++++ Given passage ++++

Consumer-goods giant releases its quarterly reports and warns that inflation is likely to drive product prices higher and margins lower
Unilever’s shares fell 5% after the company announced it would likely lower its full-year profitability in the face of rising costs.
The company is the first of the big European consumer goods companies to report its quarterly earnings and it is likely paying the price for this. It is expected that similar earnings reports will follow from companies throughout the sector.
In a statement, the company said it was grappling with higher costs for transportation, ingredients, and packaging. It went on to say that it was left with very little option but to pass the cost increases onto the consumer. Unilever announced that it would be stepping up price increases across the globe, despite having already raised prices by 1.6% in Q2.
Unilever’s Chief Financial Officer Graeme Pitkethly told reporters that – “We are going to have to take a little higher levels of a price increase. We’re very focused on our pricing actions, which we think are landing well but inflation has been even higher than we anticipated,”

++++ Data extract ++++

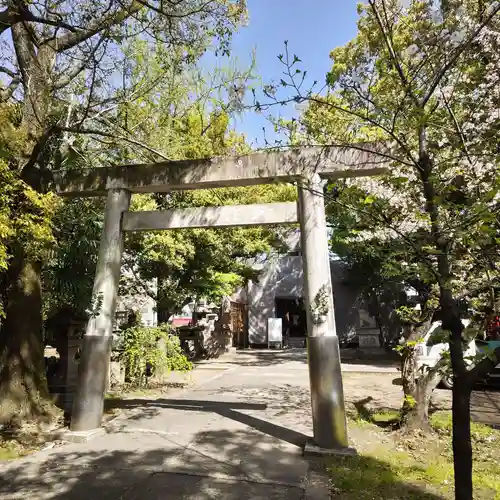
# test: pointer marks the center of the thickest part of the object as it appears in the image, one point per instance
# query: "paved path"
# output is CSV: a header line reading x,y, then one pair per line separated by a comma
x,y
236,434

++++
++++ Data extract ++++

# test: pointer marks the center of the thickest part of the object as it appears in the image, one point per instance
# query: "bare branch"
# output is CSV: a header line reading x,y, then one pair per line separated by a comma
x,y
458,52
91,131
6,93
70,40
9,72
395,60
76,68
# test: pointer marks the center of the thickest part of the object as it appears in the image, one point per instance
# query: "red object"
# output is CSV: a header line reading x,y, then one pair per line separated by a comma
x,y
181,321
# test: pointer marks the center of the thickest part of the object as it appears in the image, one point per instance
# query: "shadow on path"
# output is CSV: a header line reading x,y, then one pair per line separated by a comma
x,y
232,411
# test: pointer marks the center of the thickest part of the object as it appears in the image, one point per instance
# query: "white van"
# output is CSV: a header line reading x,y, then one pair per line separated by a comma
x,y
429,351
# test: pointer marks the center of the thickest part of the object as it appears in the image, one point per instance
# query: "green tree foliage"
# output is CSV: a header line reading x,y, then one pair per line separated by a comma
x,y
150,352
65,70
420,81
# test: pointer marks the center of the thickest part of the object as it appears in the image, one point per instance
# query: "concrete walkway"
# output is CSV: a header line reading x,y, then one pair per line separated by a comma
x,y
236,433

++++
++++ Data extract ++++

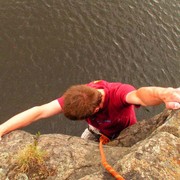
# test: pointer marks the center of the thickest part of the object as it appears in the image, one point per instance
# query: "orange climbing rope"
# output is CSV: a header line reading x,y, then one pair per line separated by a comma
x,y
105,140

++++

_Description of the task_. List each type of cost that the passage on Unilever's quarterly report says the company was grappling with. The rows come from a separate source.

_Output below_. Transportation, ingredients, packaging